- **GIVEN DATA**
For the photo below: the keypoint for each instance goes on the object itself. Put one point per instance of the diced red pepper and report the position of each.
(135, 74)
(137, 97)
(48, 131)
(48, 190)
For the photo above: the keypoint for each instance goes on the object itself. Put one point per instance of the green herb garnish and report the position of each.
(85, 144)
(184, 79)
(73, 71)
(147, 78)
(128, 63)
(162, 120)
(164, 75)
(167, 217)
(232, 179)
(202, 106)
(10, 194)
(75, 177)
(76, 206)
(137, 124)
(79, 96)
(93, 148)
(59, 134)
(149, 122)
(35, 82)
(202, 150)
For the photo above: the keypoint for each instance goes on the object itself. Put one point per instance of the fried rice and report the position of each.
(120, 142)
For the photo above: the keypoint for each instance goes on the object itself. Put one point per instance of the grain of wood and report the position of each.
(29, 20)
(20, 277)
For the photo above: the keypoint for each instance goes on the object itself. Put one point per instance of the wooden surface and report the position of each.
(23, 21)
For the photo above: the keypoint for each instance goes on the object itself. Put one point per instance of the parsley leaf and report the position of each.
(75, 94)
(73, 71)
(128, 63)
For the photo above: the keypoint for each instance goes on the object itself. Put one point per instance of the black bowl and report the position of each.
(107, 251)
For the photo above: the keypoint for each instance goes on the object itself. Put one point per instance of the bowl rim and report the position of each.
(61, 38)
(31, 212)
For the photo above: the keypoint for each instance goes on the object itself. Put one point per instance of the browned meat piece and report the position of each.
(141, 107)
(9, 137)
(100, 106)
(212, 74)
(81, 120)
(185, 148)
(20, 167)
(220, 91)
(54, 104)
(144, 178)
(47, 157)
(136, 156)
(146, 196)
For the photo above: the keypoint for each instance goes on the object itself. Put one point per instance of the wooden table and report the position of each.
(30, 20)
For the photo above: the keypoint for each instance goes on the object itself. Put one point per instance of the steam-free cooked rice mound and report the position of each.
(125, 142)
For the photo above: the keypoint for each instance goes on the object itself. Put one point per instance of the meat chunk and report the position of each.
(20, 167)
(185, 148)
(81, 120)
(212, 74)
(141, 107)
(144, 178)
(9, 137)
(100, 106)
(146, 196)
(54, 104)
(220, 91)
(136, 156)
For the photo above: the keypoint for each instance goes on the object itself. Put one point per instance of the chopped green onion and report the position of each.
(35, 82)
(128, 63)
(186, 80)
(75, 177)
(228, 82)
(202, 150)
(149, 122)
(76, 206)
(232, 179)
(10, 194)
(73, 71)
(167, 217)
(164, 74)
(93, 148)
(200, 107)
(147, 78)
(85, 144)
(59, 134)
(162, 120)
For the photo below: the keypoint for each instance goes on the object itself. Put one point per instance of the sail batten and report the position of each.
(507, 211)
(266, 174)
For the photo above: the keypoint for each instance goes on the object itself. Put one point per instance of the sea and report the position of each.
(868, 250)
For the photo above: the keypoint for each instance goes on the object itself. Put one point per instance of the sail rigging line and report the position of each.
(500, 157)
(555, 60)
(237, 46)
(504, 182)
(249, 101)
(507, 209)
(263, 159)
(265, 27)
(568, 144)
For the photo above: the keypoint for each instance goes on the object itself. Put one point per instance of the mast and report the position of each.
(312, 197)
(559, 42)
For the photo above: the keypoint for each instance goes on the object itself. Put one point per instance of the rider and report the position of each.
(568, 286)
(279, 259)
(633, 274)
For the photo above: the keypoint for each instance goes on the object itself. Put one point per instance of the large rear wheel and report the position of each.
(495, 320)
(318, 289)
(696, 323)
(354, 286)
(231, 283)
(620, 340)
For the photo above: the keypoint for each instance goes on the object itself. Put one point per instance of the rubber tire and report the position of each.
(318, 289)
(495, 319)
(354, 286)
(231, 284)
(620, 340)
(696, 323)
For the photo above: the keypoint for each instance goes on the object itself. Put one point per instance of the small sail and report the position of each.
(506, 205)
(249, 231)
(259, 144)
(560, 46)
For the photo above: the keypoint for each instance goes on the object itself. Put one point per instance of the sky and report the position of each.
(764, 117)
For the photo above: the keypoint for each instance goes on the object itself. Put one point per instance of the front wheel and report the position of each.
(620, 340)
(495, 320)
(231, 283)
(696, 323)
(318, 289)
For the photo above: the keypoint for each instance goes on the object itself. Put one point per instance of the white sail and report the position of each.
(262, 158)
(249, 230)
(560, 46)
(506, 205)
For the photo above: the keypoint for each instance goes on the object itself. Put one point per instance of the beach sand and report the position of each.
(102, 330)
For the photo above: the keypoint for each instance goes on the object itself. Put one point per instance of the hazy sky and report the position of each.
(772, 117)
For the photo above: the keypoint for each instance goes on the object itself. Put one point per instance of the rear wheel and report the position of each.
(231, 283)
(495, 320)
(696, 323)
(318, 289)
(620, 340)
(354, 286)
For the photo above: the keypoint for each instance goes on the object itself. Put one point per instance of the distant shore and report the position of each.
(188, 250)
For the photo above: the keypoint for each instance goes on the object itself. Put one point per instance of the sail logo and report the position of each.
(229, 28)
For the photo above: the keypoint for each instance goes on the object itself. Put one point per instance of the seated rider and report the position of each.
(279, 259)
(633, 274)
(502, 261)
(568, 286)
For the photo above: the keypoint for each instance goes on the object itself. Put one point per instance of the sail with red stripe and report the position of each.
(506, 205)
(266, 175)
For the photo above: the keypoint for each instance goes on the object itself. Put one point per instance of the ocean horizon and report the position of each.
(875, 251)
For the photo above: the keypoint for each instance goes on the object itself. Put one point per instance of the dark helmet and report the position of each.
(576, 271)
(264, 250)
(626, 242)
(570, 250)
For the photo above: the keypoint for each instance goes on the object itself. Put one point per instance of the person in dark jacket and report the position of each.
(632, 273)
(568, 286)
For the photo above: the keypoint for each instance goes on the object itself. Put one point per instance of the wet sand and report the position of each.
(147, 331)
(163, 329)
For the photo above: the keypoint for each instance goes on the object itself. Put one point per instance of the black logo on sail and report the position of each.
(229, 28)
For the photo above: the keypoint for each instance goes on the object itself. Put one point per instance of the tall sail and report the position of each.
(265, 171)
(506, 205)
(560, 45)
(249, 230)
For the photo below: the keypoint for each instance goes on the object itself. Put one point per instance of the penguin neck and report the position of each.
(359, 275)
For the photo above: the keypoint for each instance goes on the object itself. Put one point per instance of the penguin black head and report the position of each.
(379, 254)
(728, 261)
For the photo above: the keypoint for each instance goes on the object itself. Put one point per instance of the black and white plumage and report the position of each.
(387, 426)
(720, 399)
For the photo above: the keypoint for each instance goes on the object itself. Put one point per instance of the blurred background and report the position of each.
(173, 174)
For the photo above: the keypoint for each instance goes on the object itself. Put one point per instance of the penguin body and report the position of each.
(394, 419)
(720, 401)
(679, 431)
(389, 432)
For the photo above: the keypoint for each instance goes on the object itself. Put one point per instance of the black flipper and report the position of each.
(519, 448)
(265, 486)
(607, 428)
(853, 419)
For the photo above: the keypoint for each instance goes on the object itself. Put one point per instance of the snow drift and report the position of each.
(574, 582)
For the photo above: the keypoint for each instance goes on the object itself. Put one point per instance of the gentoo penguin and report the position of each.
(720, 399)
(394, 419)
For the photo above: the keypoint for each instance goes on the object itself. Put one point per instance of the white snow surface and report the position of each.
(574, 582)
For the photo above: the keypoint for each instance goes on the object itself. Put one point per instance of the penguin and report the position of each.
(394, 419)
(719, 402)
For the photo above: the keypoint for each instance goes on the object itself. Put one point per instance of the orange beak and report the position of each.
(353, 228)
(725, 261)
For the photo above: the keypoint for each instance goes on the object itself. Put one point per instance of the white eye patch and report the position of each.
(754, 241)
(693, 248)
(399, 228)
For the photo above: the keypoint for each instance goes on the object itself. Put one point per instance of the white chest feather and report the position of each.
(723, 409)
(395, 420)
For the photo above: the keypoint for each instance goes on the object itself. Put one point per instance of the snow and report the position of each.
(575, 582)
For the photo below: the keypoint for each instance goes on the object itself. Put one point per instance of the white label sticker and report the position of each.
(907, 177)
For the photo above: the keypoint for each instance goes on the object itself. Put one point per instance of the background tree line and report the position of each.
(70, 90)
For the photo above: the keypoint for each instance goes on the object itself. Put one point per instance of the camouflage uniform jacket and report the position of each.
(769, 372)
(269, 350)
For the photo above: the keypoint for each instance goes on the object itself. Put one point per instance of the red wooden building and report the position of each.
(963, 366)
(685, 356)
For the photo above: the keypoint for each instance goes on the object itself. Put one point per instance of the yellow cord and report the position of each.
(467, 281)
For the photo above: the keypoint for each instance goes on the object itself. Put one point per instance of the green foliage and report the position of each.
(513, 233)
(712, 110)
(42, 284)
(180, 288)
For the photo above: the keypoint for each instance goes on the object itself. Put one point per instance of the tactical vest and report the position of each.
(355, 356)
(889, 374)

- **WHAT TO DO**
Using the material above, extract the line that contains "sticker and report the position of each." and every line after it, exactly as given; stop at the last line.

- **COMPLETED TASK**
For the photo below: the keypoint for each instance goes on the object itself. Put one point per instance of the white label sticker and report the position of each.
(907, 177)
For the photo above: the keypoint for each instance goes on the object itself. Put one point per instance of the background tree line and report the position of each.
(70, 90)
For the photo above: the keypoint for each instance goes on the object itself. Put one point per instance of the camouflage uniform jacket and report the position of each.
(769, 372)
(269, 350)
For the photo above: the keypoint for each instance goes on the object itself. Put one point per instance of the red wooden building and report the position of each.
(963, 366)
(685, 356)
For the photo above: the keypoint for each instance goes on the object itself. Put one point per instance of the yellow cord and report the position of each.
(467, 281)
For the photo above: the keypoint for each instance goes on the object itself. Put one point per instance of the green foliage and report the position of each.
(513, 233)
(712, 110)
(42, 284)
(180, 288)
For the photo above: the keypoint for each instance goes on the object itself. Put one point per instance of the tactical vest and report the position of each.
(355, 356)
(889, 374)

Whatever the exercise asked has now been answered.